• What to produce
Write out each record exactly and skip every image.

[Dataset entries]
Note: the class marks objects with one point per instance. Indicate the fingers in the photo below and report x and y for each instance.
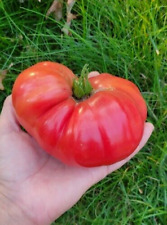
(8, 121)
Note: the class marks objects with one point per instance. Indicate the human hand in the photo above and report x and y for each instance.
(35, 185)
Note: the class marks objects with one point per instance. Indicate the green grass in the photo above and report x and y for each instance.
(126, 38)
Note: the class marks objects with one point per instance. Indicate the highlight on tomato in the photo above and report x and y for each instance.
(80, 121)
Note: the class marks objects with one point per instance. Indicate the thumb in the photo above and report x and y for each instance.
(8, 121)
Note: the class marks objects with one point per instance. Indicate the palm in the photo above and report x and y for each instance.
(37, 181)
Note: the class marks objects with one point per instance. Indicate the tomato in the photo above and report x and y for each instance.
(100, 129)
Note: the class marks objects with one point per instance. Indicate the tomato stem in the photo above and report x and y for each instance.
(81, 86)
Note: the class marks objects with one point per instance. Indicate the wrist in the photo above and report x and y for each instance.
(11, 214)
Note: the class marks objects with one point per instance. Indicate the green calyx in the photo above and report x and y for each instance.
(81, 86)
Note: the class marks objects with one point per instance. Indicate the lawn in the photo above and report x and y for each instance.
(123, 37)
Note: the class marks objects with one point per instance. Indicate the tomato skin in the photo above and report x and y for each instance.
(100, 130)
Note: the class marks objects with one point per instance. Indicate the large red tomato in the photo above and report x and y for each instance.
(98, 130)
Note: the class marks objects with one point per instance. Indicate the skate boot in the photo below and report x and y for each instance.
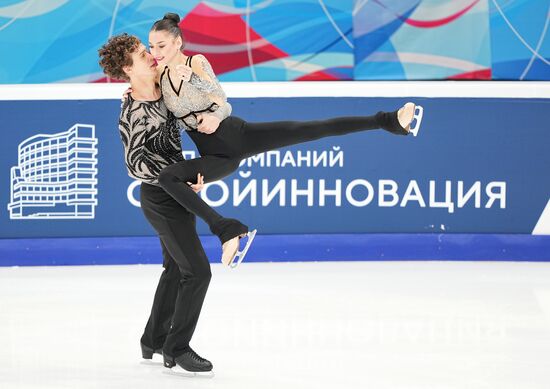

• Reply
Note: the class marks objects with one point per instance. Indicate the fingers in the photo below and report x and y for each instance.
(8, 121)
Note: the class marks objects with one point per instance. Indicate the human hand in the photo above and report x and y for each instance.
(35, 185)
Note: the class marks objects with one point per instance. Indicate the green grass in the photo above and report x and y for each instance.
(126, 38)
Note: the class marks objects with one point per instance. Indicate the highlight on tomato in the photo above and report x and y for each instance.
(80, 121)
Note: the class marks objects with one point per instance. Indicate the thumb in the photo above and report x and y for each instance.
(8, 121)
Note: the class marks objects with one point per instance. Indicate the palm in the photo above and report x and y for each instance.
(37, 181)
Note: the class marks objects with one point per instance. Indicate the tomato in the photo above and report x and y for each instance.
(100, 129)
Note: the class marks objects with one point per instance. Indicate the tomato stem in the photo above and report x and y for each instance.
(81, 86)
Note: the class marks objects with one point per instance. Indicate the wrist in the photo above and report x and y for each instance.
(11, 214)
Note: the class marks objects with one point per instance. Indicate the green calyx in the photo above and report x and y for each instance.
(81, 86)
Note: the class marks objects with one point per instance. Indicate the lawn in the photo above and report x and y for each instance.
(123, 37)
Note: the class marks objects with one point per instance. Indicate the tomato skin in the photo above and report x and y for each instance.
(100, 130)
Note: the class marks objects with one point per instance. Indicate the large red tomato in the photo above and report x and y for each instance.
(98, 130)
Note: the class marks objects with one point per instance. Indicate the skate boot in the photo below and report x and y for each instance.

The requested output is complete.